Task to carry out - Can you write out the whole listing exactly?

[Stored records]

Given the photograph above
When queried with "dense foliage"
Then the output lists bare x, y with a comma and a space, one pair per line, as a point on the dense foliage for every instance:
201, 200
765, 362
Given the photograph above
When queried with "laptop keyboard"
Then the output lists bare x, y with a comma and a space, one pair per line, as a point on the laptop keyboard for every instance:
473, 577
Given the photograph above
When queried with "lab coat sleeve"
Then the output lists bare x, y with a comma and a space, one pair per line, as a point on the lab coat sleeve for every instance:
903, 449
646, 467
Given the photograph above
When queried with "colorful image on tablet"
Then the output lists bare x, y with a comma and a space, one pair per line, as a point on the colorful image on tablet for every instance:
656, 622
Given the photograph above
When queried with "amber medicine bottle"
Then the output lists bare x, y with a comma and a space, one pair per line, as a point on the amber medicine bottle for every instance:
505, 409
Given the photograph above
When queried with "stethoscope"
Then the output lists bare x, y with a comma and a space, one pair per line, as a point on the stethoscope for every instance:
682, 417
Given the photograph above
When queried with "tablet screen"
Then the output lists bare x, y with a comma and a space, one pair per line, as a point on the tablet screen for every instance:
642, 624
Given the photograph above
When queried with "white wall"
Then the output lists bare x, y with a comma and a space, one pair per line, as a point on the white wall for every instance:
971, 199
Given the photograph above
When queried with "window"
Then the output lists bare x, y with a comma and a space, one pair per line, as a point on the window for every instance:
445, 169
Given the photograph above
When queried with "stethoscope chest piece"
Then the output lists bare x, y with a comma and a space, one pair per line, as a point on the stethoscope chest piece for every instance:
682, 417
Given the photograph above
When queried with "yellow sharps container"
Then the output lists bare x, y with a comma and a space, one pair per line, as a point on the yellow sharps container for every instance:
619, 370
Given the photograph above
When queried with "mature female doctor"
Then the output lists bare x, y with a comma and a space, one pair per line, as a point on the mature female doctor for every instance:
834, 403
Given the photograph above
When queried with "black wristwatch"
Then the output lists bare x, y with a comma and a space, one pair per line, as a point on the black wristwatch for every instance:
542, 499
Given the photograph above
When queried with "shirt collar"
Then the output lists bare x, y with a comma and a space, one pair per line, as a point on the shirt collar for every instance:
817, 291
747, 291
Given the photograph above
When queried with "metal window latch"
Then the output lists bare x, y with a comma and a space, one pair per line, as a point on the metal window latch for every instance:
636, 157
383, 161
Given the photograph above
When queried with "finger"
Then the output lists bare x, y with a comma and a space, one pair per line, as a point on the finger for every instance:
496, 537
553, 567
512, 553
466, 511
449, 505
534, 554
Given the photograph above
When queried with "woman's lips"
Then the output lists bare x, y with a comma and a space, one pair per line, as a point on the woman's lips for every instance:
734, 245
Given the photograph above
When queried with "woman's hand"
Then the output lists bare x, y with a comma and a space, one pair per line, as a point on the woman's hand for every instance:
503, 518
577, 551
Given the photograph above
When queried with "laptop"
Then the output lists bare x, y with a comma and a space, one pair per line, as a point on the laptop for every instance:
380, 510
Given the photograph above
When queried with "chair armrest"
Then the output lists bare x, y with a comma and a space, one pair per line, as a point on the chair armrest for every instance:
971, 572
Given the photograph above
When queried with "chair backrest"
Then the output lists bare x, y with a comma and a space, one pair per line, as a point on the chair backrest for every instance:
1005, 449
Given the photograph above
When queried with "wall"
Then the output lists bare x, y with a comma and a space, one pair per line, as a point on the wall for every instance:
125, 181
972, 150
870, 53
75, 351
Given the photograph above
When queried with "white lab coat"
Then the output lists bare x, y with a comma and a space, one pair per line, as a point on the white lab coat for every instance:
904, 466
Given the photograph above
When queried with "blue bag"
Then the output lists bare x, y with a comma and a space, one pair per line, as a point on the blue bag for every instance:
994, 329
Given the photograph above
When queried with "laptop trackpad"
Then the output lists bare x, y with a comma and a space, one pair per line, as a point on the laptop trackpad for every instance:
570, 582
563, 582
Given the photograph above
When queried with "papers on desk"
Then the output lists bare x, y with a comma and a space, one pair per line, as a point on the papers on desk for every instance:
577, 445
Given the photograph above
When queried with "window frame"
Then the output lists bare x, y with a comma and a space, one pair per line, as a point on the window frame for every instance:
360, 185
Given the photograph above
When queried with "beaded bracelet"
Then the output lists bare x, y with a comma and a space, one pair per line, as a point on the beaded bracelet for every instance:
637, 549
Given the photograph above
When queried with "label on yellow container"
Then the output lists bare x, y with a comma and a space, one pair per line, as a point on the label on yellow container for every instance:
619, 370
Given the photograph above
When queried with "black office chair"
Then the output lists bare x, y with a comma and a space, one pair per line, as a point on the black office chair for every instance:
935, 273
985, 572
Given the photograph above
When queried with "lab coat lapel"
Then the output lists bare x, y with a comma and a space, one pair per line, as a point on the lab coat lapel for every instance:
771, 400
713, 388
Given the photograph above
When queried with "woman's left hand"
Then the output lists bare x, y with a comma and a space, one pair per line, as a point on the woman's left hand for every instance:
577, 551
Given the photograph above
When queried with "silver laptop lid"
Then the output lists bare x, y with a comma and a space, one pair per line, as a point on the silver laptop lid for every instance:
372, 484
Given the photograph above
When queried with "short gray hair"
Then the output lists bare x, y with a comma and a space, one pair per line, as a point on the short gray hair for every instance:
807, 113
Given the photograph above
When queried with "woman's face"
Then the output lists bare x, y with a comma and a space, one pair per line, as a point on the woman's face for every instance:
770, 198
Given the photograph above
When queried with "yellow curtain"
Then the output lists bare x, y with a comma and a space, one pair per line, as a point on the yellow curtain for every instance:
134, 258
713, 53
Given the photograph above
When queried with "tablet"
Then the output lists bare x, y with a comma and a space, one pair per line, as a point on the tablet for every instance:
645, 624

Full answer -
Given the photograph above
When queried with "dense foliage"
Then the output lists bare x, y with a comma and a space, one pair per line, as a point on the dense foliage for every instance:
201, 200
765, 362
Given the photograph above
When queried with "laptop keyboard"
Then the output lists bare x, y with a comma and a space, one pair per line, as a point on the laptop keyboard for every instance:
473, 577
Given the photograph above
When queried with "lab coat sleeve"
Then the output lists bare x, y with a comma and a space, one pair per line, as a point on the lab coat sleeve for every instance:
903, 449
646, 467
Given the photograph above
When queried with "colorful image on tablet"
Then the output lists bare x, y with a comma and a space, one pair per line, as a point on the colorful image on tablet for every instance:
656, 622
Given the photograph above
When queried with "amber medicine bottle"
Then the output lists bare x, y with a comma and a space, one pair per line, as a point on the amber medicine bottle for every instance:
505, 409
Given the photograph above
When queried with "stethoscope"
Then the output lists bare x, y with a comma and a space, one pair per line, as a point on the stethoscope for every instance:
682, 417
Given the photograph above
When queried with "tablet screen"
Then the output lists bare x, y with a comma and a space, one pair per line, as a point on the tablet screen for every instance:
642, 624
Given the photograph above
When queried with "white wall"
Then the output lists bare x, y with a comma and a space, one pair per line, as a point on the white wall for every instance:
971, 199
Given the photograph above
When queried with "window"
Then the output lists bare x, y with a comma and a space, one pair per line, as a point on the window for every instance:
445, 169
Given the photograph above
When queried with "stethoscope chest piece"
Then the output lists bare x, y with a comma and a space, one pair per line, as a point on the stethoscope chest piece for every instance:
682, 417
Given the photograph above
When queried with "yellow sharps container"
Then the output lists bare x, y with a comma and a space, one pair per line, as a point on the yellow sharps container for every instance:
619, 370
Given the photograph above
When queried with "mature female doctor"
Then the output lists bare x, y with a comma and a space, one pair per line, as a point on the mature female doctor for every instance:
834, 403
Given the photograph above
When queried with "black wristwatch"
Then the output lists bare x, y with a comma and a space, one pair per line, as a point on the black wristwatch for every instance:
542, 499
Given the photograph above
When queried with "shirt collar"
Then the output lists bare x, y with a comma and a space, one pair per line, as a point on the shirt collar for every instance:
817, 291
747, 291
Given the photograph above
When queried with "metal window latch"
Then the output lists bare x, y with a comma and a space, one pair per line, as a point on the metal window latch for every instance:
636, 157
383, 161
Given the photograph above
When queried with "finger"
Then the output lists bare x, y with a comma and a space, one pair per line, as a point on the finger for every instance:
496, 537
553, 567
512, 553
466, 511
449, 505
534, 554
Given the photograph above
When queried with "woman's lips"
Then the output lists bare x, y with a comma and a space, one pair per line, as a point on the woman's lips for every instance:
734, 245
Given the photograph above
When queried with "woman's hand"
Then the output lists bare x, y with a comma and a space, one pair per line, as a point on the woman's hand for every instance:
503, 518
577, 551
Given the photograph above
When queried with "laptop"
Then the output lists bare x, y with a comma and a space, one pair per line, as a point on the laptop for every instance:
380, 510
Given the photograph above
When queried with "chair armrest"
Then the output lists bare x, y with a comma and a space, one pair per line, as a point on the chair armrest for every instance:
971, 572
Given the photograph above
When queried with "chair backrest"
Then the output lists bare x, y with a comma and a space, one pair per line, as a point on the chair backrest for every instance:
1005, 449
Given the photograph above
When queried with "wall"
Then the output lists bare x, y with a comma and a space, one pair per line, as a point on the wall for every instance:
125, 181
972, 150
870, 53
75, 351
Given the photograph above
When queried with "white lab coat"
Then the output lists bare x, y with a comma and a space, one pair per line, as a point on the white lab coat for every instance:
904, 466
Given the photograph above
When queried with "blue bag"
Then the output lists bare x, y with a comma and a space, one pair per line, as a point on the blue bag for every instance:
994, 329
Given the photograph above
When queried with "laptop trackpad"
Then the output lists bare x, y with a comma and a space, one pair per line, as a point on the laptop trackpad for every instance:
570, 582
563, 582
Given the photograph above
When queried with "papers on desk"
Then the output lists bare x, y with a comma and a space, one pair per line, as a point on the papers on desk for every instance:
577, 445
Given the photograph above
When queried with "window frame"
Then the output lists bare x, y with a comma and a space, one pair per line, as a point on the window frame for every instance:
360, 185
Given the photograph above
When queried with "beaded bracelet"
Then the output lists bare x, y with a comma and a space, one pair per line, as a point on the beaded bracelet for every instance:
637, 549
Given the photograph above
When queried with "label on yellow container"
Then the output lists bare x, y with a comma and a space, one pair per line, as a point on the label on yellow container for every instance:
619, 370
Given the photograph above
When queried with "black office chair"
Then the output lists bare x, y with a comma and a space, one pair per line, as a point on the black office chair for every instance:
935, 273
985, 572
Given the photograph above
When queried with "lab coat lapel"
Then the output lists bare x, y with a comma and a space, one pair per line, as a point on the lab coat lapel for every instance:
771, 400
713, 388
Given the photograph above
When queried with "woman's left hand"
Then the output lists bare x, y with a comma and a space, one pair per line, as a point on the woman's left hand for every instance:
577, 551
Given the photograph above
When queried with "silver laptop lid"
Then the output lists bare x, y with a comma and a space, one pair per line, as a point on the silver laptop lid for every instance:
372, 484
Given the photograph above
When queried with "short gray hair"
Then the output lists bare x, y with a comma and a space, one pair per line, as a point on the short gray hair for every instance:
807, 113
Given the photograph above
When queried with "woman's face"
Then the output lists bare x, y with a comma and a space, one pair per line, as a point on the woman's face for every instance:
770, 198
Given the photograph above
When queried with "yellow curtain"
Then the output lists bare x, y with a comma and a space, one pair per line, as a point on the yellow curtain for every instance:
134, 258
713, 53
Given the photograph above
When queried with "tablet"
Then the output lists bare x, y with a comma and a space, one pair per line, as a point on the tablet for every instance:
645, 624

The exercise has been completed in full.